Region outline entries:
** START **

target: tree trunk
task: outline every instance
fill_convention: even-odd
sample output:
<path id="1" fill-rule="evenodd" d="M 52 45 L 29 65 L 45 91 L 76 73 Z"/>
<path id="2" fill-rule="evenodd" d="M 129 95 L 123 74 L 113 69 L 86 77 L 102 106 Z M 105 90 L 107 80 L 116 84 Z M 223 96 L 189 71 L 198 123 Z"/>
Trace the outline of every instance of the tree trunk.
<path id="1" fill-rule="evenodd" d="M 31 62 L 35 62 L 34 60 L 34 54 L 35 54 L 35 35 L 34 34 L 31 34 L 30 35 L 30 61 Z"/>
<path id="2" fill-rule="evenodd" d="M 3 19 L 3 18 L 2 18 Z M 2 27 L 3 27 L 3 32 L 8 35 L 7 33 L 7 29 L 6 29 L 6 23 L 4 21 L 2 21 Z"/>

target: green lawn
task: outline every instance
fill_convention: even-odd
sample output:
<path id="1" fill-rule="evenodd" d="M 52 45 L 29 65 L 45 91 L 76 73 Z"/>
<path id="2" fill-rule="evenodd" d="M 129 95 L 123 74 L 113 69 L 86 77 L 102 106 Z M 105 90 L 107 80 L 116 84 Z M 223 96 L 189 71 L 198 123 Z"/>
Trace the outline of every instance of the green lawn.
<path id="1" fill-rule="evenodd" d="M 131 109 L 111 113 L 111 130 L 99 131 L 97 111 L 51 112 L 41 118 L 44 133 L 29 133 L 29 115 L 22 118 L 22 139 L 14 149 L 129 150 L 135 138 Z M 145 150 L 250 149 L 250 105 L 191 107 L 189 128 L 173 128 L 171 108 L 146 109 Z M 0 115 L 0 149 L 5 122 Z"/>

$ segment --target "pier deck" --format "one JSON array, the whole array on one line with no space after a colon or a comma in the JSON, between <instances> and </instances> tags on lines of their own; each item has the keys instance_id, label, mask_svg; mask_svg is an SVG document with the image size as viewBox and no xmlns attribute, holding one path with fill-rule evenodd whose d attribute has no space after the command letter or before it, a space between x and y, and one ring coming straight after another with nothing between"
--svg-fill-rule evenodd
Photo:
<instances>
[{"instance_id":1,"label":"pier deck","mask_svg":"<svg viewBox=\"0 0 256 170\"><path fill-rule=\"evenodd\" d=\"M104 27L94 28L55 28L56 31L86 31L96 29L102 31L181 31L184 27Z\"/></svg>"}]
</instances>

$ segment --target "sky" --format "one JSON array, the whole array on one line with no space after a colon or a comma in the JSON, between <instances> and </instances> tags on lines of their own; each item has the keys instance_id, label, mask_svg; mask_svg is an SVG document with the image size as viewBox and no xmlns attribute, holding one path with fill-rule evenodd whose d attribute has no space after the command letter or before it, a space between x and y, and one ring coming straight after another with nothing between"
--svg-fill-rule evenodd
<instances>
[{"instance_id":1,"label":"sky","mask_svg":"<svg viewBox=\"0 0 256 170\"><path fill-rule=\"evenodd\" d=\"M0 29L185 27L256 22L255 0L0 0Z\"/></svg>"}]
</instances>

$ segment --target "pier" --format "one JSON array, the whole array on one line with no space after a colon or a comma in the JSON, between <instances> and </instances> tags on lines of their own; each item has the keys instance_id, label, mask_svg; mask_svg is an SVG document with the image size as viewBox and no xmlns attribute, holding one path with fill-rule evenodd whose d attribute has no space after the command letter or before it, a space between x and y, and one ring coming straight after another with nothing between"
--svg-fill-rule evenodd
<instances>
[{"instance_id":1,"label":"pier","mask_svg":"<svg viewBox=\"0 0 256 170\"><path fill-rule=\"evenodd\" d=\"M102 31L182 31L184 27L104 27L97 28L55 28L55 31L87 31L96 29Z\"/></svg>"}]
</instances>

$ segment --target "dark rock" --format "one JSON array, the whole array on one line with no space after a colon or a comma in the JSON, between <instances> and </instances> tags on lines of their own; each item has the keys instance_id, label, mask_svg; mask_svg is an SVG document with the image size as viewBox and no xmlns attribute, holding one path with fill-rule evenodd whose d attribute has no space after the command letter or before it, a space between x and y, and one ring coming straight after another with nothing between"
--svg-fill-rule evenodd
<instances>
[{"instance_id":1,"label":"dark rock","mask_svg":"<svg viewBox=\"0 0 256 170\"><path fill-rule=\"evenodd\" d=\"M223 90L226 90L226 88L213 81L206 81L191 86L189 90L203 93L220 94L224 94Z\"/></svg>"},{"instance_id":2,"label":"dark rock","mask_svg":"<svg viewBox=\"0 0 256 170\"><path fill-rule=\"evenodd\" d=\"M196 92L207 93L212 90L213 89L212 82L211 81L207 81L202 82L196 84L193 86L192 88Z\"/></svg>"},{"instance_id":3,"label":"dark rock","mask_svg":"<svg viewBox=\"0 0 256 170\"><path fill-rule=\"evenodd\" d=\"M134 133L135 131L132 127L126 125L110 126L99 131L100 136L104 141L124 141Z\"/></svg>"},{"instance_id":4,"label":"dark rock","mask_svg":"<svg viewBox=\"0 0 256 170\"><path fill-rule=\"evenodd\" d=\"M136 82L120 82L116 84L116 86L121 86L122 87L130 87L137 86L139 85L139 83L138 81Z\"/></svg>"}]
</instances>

** END **

Write the whole listing out again. Keep every line exactly as it is.

Written answer:
target: tree trunk
task: outline every instance
fill_convention: even-odd
sample output:
<path id="1" fill-rule="evenodd" d="M 52 45 L 29 65 L 45 91 L 76 73 Z"/>
<path id="2" fill-rule="evenodd" d="M 129 95 L 123 74 L 113 69 L 86 77 L 102 106 Z M 105 90 L 107 80 L 116 84 Z M 223 96 L 189 71 L 198 123 Z"/>
Trace the outline of every instance of the tree trunk.
<path id="1" fill-rule="evenodd" d="M 31 62 L 35 62 L 34 60 L 34 54 L 35 54 L 35 35 L 34 34 L 31 34 L 30 35 L 30 61 Z"/>
<path id="2" fill-rule="evenodd" d="M 3 19 L 3 18 L 2 18 Z M 2 27 L 3 27 L 3 32 L 8 35 L 7 33 L 7 29 L 6 29 L 6 23 L 4 21 L 2 21 Z"/>

target: green lawn
task: outline every instance
fill_convention: even-odd
sample output:
<path id="1" fill-rule="evenodd" d="M 52 45 L 29 65 L 45 91 L 76 73 Z"/>
<path id="2" fill-rule="evenodd" d="M 129 95 L 123 74 L 113 69 L 86 77 L 102 106 Z M 105 90 L 107 80 L 116 84 Z M 223 96 L 189 71 L 198 123 Z"/>
Trace the outline of every instance of the green lawn.
<path id="1" fill-rule="evenodd" d="M 131 109 L 111 113 L 111 130 L 99 131 L 97 111 L 51 112 L 41 118 L 44 133 L 29 133 L 29 115 L 22 118 L 22 139 L 14 149 L 129 150 L 135 138 Z M 145 150 L 250 149 L 250 105 L 191 107 L 189 128 L 173 128 L 171 108 L 146 109 Z M 0 115 L 0 149 L 5 122 Z"/>

$ segment --target "pier deck" --format "one JSON array, the whole array on one line with no space after a colon or a comma in the JSON, between <instances> and </instances> tags on lines of their own; each item has the keys instance_id, label, mask_svg; mask_svg is an SVG document with the image size as viewBox and no xmlns attribute, holding one path with fill-rule evenodd whose d attribute has no space after the command letter or before it, a space between x and y, and one ring coming straight after another with nothing between"
--svg-fill-rule evenodd
Photo:
<instances>
[{"instance_id":1,"label":"pier deck","mask_svg":"<svg viewBox=\"0 0 256 170\"><path fill-rule=\"evenodd\" d=\"M104 27L94 28L55 28L56 31L86 31L96 29L102 31L181 31L184 27Z\"/></svg>"}]
</instances>

$ segment --target "sky" --format "one JSON array, the whole array on one line with no space after a colon or a comma in the JSON, between <instances> and </instances> tags on lines of their own; each item has the keys instance_id, label, mask_svg; mask_svg is an SVG document with the image size as viewBox and no xmlns attribute, holding one path with fill-rule evenodd whose d attribute has no space after the command letter or before it, a space between x and y, and one ring coming straight after another with nothing between"
--svg-fill-rule evenodd
<instances>
[{"instance_id":1,"label":"sky","mask_svg":"<svg viewBox=\"0 0 256 170\"><path fill-rule=\"evenodd\" d=\"M0 29L185 27L256 22L255 0L0 0Z\"/></svg>"}]
</instances>

$ segment --target "pier" --format "one JSON array, the whole array on one line with no space after a colon or a comma in the JSON, between <instances> and </instances> tags on lines of their own; each item has the keys instance_id, label, mask_svg; mask_svg is an SVG document with the image size as viewBox and no xmlns attribute, holding one path with fill-rule evenodd whose d attribute has no space after the command letter or before it, a space between x and y, and one ring coming straight after another with nothing between"
--svg-fill-rule evenodd
<instances>
[{"instance_id":1,"label":"pier","mask_svg":"<svg viewBox=\"0 0 256 170\"><path fill-rule=\"evenodd\" d=\"M102 31L182 31L184 27L104 27L97 28L55 28L55 31L87 31L96 29Z\"/></svg>"}]
</instances>

$ segment --target "dark rock" --format "one JSON array, the whole array on one line with no space after a colon or a comma in the JSON, between <instances> and </instances> tags on lines of their own; each item has the keys instance_id, label, mask_svg; mask_svg is an SVG document with the image size as viewBox and no xmlns attribute, holding one path with fill-rule evenodd whose d attribute has no space after the command letter or before it, a space between x and y, and one ring coming straight after another with nothing between"
--svg-fill-rule evenodd
<instances>
[{"instance_id":1,"label":"dark rock","mask_svg":"<svg viewBox=\"0 0 256 170\"><path fill-rule=\"evenodd\" d=\"M223 90L226 90L226 88L213 81L206 81L191 86L189 90L203 93L220 94L224 94Z\"/></svg>"},{"instance_id":2,"label":"dark rock","mask_svg":"<svg viewBox=\"0 0 256 170\"><path fill-rule=\"evenodd\" d=\"M196 92L207 93L212 90L213 89L212 82L211 81L207 81L202 82L196 84L193 86L192 88Z\"/></svg>"},{"instance_id":3,"label":"dark rock","mask_svg":"<svg viewBox=\"0 0 256 170\"><path fill-rule=\"evenodd\" d=\"M134 133L135 131L132 127L126 125L110 126L99 131L100 136L104 141L124 141Z\"/></svg>"},{"instance_id":4,"label":"dark rock","mask_svg":"<svg viewBox=\"0 0 256 170\"><path fill-rule=\"evenodd\" d=\"M136 82L120 82L116 84L116 86L121 86L122 87L130 87L137 86L139 85L139 83L138 81Z\"/></svg>"}]
</instances>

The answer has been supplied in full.